◆ Set problem 1 ◆
Identify every line of the listing below that contains the word "white", and copy each of those lines.

◆ Document passage ◆
+ + + + +

Phyrexia and New Phyrexia - 1

Are you stupid? Don't go here.

Shandalar - 2

When I first started looking at the lore of Shandalar I was all for this place to be at least a 4, I thought most of the bad stuff was in the past. Plus the abundance of mana here means even a citizen like you and I could learn to use magic easily. My hopes were high, that is, until I saw the word that changed everything. Slivers. There are Slivers on Shandalar, if you don't know what those are look them up. Those goddamn things will make your life miserable (and probably short). On top of the Slivers this plane is also the origin of the Chain Veil, so you bet there are more cursed as hell things just laying around for an unsuspecting townsfolk (you) to pick up. Oh, and the real deal breaker is that there's an extremely prevalent demon cult that is big on human sacrifice.

Mercadia - 4

Unless a lot has changed since we last saw Mercadia, it just might be the best place for your average person to settle down.The whole plane used to be rife with war, assassins, and interplanar tomfoolery. Good news is, when last we saw it, the corrupt government was overthrown and all was looking up! Mercadia is home to a truly fabulous array of places to live from the city life of Mercadia City to the rustic port of Rishada, there's a little something for everyone. Also it's got one of the coolest creation myths ever, it's a whole thing about this awesome magic robot dragon, look it up sometime.

Mirrodin - 2

Mirrodin isn't a bad place per say but I've had the same question ever since I saw the place, what the hell do they eat? Seriously, all the animals and plants are metal to some extent so what are the humans even able to eat? All I'm aware of is something called Gelfruit and let's face it, that's not the most appetizing name. Other than that, the main problem I see with Mirrodin is that there's not really a safe human civilization anywhere on the plane. The Vulshok have those metal bits shooting out, unless you have those too I'm like 80% sure they'll attack you on sight. The Sylvok seem alright but you're pretty much forced into their druidic religion. The Moriok will probably eat you, and if they don't the gas that surrounds where they live will literally rot your brain. The Neurok are slaves but also way smarter than you so unless you want to get strung out on Blinkmoth Serum they're out. And finally the Auriok, these guys are actually your best bet, they're more willing to accept outsiders and make peace with them, the only issue is that they're nomadic as hell. If you're not willing to pack light and move constantly, this is not the place for you.

Kamigawa - 4

Now we're getting somewhere! When we last saw Kamigawa it's main threats, the violent spirits, were quelled and the war that ravaged the plane had ended! That means the only thing you'd ever have to worry about are the occasional ogre, demon, or spiteful spirit! To be fair, we haven't seem Kamigawa in such a long time that I'm genuinely unsure if it remains as safe a place as I think it is. If things are back to being similar to pre war Kamigawa, this place rules! Everything has some sort of spirit that, with some convincing or offerings, will totally help you out! There's a great education system to enter (The Minamo School) where even an average person can learn to be a great caster. Kamigawa seems pretty sweet if I do say so myself.

+ + + + +

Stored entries
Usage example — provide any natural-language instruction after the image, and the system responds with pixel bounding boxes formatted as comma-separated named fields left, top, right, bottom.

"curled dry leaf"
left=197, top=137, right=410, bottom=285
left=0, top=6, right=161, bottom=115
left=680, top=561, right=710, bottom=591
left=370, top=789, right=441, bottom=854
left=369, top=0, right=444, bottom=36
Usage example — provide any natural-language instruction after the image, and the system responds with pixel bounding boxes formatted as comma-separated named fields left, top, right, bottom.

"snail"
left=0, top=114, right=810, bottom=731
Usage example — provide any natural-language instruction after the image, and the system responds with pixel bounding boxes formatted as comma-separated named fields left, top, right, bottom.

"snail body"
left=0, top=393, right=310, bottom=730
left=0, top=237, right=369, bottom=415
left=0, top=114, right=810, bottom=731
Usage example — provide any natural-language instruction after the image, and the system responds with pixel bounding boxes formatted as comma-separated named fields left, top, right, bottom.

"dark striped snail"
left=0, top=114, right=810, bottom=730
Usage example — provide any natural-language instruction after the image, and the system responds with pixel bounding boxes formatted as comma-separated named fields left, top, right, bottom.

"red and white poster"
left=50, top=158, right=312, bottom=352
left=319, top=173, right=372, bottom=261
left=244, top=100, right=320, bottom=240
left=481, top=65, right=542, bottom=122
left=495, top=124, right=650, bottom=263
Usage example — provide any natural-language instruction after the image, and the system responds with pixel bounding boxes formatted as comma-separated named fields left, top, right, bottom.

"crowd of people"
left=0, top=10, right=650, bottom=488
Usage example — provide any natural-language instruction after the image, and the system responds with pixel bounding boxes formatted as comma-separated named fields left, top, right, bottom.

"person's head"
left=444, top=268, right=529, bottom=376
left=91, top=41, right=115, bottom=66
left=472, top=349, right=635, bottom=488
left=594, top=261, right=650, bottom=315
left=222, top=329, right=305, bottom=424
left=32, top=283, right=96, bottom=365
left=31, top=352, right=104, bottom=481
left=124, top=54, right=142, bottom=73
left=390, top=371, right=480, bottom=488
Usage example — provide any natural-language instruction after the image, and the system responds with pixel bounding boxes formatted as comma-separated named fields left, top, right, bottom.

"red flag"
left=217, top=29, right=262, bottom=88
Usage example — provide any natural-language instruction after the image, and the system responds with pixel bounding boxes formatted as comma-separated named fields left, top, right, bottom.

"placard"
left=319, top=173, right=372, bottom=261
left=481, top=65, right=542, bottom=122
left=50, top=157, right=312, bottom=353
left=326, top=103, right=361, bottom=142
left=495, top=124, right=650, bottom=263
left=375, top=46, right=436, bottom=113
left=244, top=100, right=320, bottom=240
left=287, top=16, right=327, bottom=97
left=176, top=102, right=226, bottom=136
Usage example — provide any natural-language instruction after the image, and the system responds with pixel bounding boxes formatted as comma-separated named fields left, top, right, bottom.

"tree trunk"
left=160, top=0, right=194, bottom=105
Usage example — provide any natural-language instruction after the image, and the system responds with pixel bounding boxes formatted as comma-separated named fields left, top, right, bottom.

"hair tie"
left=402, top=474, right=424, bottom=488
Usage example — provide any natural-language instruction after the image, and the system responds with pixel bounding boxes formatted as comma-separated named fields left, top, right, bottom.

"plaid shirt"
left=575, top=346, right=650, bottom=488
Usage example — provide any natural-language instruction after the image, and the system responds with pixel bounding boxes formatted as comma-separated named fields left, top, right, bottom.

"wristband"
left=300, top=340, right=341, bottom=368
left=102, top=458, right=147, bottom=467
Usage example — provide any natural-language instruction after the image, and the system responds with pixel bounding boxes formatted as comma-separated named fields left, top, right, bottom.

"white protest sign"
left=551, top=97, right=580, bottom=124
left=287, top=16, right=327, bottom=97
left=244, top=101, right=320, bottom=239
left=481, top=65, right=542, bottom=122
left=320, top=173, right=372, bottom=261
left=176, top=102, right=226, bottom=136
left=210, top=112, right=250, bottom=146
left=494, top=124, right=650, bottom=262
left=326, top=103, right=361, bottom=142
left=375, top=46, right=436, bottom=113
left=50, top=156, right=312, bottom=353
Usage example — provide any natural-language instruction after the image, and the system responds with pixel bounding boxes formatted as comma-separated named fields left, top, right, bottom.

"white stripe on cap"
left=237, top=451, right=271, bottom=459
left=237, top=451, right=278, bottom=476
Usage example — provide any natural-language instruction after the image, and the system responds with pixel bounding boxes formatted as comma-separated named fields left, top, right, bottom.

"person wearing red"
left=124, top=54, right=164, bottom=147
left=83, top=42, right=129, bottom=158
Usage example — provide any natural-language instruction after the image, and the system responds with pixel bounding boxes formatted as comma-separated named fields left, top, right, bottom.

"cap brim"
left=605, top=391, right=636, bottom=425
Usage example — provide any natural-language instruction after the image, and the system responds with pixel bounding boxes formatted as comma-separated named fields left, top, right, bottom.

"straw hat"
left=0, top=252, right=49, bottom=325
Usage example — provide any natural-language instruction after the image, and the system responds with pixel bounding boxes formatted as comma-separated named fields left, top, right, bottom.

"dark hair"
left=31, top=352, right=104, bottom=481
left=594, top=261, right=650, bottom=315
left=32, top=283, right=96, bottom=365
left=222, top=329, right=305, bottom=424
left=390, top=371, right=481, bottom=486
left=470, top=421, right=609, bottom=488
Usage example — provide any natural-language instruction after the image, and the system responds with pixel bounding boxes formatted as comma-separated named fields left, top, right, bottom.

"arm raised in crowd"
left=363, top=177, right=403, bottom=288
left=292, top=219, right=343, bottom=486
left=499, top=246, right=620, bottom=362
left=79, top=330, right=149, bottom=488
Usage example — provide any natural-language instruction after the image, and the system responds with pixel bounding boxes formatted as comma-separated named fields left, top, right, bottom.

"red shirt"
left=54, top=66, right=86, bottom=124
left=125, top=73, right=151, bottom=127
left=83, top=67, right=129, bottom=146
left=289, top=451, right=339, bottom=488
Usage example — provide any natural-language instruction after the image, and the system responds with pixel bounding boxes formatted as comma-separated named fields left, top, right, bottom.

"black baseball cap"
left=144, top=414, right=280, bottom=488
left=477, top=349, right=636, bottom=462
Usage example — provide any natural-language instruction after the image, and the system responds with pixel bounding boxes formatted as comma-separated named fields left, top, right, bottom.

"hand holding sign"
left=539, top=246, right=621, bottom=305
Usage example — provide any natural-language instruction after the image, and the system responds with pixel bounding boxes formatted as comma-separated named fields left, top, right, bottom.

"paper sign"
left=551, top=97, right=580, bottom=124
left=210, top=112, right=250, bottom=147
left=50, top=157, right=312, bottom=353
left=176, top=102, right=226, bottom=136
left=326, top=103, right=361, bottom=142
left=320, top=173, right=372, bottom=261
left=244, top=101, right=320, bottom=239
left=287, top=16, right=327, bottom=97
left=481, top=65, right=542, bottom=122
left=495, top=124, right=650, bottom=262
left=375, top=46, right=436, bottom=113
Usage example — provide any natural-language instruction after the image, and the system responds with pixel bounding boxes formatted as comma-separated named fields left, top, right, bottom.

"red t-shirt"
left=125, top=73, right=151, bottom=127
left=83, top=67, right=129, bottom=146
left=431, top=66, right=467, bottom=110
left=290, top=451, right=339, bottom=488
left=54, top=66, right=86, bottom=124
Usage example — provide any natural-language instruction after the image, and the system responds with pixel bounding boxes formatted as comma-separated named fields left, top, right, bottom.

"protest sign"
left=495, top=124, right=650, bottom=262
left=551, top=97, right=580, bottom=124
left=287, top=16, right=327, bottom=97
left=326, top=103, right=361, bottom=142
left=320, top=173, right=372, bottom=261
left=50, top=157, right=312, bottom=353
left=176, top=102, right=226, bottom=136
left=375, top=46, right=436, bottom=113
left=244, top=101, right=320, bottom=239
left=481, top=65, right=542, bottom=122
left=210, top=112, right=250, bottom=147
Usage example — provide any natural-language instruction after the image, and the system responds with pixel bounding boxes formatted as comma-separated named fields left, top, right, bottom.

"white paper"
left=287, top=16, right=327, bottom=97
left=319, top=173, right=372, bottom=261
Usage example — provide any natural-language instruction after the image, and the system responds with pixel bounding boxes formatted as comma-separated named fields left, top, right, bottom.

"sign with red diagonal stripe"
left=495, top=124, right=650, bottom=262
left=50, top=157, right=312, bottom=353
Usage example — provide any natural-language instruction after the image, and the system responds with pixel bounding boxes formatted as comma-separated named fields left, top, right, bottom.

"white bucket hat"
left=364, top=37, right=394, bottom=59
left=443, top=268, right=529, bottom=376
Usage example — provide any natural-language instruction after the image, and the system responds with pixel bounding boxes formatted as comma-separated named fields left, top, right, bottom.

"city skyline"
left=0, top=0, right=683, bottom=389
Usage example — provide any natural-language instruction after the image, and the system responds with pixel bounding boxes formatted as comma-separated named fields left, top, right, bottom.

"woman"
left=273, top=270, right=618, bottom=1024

+ + + + +

◆ Set problem 2 ◆
According to the passage above that rates planes as places to live, which school on Kamigawa lets even an average person learn to be a great caster?

◆ Complete answer 1 ◆
"red and white poster"
"white protest sign"
"white stripe on cap"
"white paper"
"white bucket hat"

◆ Complete answer 2 ◆
The Minamo School.